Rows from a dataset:
_ _ _ _

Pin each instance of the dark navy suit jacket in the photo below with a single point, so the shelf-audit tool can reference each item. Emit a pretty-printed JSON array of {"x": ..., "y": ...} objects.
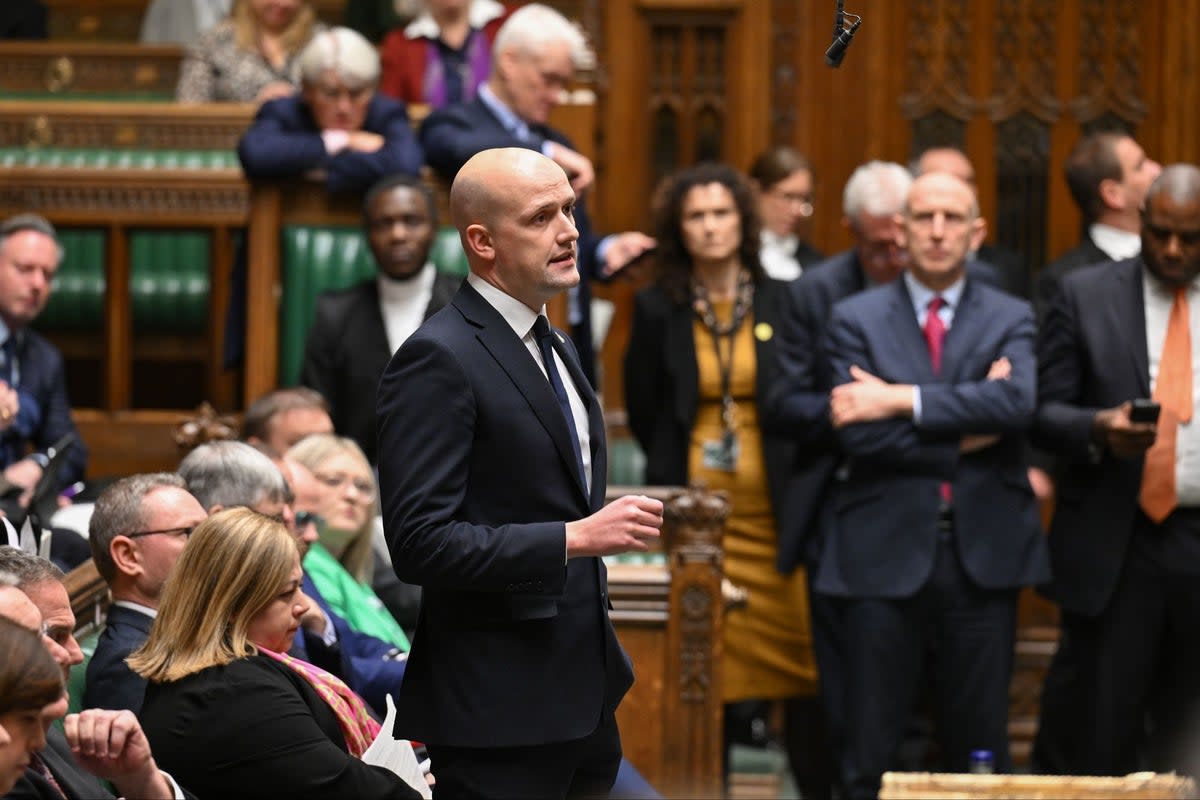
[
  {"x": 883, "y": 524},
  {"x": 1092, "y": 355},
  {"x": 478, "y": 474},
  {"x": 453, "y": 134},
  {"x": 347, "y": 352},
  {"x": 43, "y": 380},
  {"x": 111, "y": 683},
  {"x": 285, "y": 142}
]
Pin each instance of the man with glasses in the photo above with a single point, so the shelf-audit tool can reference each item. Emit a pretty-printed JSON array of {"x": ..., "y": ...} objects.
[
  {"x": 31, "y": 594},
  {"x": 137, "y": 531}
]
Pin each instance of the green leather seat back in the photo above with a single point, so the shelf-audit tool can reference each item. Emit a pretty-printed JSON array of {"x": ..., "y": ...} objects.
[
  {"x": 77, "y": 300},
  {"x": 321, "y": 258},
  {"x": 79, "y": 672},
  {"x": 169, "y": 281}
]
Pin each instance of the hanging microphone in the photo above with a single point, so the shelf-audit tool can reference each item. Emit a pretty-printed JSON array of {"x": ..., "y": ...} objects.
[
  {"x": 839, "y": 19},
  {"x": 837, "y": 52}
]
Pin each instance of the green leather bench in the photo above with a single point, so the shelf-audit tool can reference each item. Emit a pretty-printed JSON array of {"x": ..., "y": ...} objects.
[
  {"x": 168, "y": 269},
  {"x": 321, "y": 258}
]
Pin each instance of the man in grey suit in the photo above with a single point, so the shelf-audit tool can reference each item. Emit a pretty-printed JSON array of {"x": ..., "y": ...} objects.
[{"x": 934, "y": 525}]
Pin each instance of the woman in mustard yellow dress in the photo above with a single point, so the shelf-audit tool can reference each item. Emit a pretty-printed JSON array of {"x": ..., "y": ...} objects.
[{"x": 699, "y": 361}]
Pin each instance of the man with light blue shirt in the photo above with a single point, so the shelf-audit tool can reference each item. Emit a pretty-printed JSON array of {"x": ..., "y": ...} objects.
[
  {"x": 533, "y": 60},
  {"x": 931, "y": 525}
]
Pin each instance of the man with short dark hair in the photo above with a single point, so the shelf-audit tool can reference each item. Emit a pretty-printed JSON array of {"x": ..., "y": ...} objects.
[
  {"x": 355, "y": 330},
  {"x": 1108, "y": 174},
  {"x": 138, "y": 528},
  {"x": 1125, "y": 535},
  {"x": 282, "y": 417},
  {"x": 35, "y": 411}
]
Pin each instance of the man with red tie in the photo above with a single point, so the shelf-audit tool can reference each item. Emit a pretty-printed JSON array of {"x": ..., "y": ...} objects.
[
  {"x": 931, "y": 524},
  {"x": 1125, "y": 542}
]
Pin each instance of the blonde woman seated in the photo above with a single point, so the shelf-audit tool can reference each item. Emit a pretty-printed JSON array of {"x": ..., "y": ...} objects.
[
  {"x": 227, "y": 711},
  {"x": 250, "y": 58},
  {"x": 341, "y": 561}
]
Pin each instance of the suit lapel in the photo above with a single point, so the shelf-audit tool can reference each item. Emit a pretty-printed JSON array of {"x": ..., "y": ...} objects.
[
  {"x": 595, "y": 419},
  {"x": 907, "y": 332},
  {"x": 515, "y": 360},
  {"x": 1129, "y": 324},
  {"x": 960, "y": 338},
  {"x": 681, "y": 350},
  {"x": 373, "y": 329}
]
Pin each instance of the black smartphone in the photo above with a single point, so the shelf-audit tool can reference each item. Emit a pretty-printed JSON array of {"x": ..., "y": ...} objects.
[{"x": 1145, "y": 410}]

_ _ _ _

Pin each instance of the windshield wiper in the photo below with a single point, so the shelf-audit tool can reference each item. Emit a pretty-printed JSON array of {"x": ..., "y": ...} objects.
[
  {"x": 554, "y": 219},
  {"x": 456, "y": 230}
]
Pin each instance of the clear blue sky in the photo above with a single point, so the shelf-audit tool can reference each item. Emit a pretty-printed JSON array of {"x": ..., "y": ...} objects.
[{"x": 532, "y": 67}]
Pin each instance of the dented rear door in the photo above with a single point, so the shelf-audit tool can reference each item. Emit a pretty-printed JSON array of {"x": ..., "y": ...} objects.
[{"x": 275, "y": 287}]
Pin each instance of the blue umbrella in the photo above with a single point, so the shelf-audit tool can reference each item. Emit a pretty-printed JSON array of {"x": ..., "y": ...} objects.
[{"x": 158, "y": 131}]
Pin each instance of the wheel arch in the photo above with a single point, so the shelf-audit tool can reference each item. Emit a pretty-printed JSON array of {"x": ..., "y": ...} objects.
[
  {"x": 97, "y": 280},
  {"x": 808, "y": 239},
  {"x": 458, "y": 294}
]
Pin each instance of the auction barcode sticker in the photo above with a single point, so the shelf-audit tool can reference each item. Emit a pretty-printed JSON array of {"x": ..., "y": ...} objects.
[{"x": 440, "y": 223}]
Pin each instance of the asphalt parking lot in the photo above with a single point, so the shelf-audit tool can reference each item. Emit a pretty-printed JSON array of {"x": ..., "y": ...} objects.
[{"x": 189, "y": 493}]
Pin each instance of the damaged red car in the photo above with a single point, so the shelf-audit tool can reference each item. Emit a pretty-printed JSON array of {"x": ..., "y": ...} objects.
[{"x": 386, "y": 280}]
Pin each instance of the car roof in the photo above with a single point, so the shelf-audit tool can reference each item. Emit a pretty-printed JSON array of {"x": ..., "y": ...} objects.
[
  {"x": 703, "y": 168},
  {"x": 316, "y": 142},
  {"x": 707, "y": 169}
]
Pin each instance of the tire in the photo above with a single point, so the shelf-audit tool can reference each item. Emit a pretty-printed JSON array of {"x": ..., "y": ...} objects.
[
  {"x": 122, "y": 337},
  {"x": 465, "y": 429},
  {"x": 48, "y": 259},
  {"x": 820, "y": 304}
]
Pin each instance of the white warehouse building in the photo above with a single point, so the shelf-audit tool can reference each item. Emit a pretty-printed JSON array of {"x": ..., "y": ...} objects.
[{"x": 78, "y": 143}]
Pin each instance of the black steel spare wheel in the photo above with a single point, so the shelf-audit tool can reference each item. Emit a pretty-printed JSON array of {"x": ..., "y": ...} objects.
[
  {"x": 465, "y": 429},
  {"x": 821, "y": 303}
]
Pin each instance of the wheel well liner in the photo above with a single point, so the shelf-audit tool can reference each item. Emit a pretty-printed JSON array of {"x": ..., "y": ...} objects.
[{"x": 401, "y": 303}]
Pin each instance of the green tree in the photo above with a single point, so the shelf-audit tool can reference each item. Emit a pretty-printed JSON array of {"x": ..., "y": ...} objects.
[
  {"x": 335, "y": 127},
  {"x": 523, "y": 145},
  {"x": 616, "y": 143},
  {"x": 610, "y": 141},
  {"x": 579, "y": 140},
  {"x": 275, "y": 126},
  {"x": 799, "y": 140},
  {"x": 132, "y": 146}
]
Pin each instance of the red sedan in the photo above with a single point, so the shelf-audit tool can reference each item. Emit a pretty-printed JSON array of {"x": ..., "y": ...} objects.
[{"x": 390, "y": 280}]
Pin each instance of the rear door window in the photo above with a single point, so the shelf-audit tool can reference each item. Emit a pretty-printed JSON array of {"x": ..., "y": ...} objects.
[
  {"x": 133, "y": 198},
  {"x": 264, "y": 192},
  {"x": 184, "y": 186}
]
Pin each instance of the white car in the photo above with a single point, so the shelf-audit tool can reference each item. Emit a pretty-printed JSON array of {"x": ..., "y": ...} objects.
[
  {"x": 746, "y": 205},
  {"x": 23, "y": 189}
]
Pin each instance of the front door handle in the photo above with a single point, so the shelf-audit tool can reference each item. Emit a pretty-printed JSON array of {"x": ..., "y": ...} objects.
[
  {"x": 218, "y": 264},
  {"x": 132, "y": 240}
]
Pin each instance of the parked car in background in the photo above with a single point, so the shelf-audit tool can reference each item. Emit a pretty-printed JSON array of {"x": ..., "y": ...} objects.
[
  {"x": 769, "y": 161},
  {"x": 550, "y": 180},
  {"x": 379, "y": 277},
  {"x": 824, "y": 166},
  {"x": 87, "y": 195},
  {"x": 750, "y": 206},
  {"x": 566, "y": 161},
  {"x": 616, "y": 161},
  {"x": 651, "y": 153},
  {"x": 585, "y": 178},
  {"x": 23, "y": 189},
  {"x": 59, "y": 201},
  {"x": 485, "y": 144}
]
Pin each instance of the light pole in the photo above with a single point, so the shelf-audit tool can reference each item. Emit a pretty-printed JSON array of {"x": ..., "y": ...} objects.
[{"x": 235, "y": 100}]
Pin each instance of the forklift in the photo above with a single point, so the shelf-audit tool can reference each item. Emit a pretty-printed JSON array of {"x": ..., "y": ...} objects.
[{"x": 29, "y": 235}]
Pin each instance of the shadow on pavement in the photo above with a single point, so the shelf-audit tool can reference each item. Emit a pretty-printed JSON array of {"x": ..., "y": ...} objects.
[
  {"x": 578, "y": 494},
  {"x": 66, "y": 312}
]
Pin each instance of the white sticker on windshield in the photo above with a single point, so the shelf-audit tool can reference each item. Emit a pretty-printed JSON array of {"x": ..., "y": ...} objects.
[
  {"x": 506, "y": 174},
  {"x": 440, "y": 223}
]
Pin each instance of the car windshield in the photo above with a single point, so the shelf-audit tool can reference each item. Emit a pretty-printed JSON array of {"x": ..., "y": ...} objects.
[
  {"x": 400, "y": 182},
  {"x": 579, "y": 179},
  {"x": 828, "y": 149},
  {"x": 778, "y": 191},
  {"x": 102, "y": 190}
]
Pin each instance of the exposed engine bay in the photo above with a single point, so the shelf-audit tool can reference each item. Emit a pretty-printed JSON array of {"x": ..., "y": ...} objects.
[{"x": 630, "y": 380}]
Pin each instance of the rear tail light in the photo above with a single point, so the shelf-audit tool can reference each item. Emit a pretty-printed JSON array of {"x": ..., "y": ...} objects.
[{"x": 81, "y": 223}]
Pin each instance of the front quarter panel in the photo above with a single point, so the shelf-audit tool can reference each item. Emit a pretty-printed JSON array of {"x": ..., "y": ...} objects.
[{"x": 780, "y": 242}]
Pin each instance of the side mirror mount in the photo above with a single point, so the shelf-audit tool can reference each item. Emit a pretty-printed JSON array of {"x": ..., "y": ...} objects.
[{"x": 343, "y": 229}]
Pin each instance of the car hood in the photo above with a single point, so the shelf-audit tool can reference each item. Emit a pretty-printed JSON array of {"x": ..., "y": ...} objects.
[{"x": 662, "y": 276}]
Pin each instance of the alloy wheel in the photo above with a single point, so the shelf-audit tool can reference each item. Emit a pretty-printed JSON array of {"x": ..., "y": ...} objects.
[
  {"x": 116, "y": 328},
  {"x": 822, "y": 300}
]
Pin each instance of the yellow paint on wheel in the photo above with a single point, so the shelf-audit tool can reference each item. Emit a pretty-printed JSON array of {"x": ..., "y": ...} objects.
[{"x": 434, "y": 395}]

_ _ _ _

EXERCISE: Please find each line above containing the word "woman" and copy those lines out in full. Case counts.

ANSWER:
Pin each instance of the woman in mustard yellow dress in the photo above with a single point, so the shelf-audit tool can reference each item. Emit a pretty-printed JSON array of {"x": ..., "y": ...} objects.
Pin each instance of the blonde woman seated in the photo above with a single point, so the shelf-audit tool can reference each item. Emit a pretty-printed JSON array of {"x": ..., "y": ...} objects.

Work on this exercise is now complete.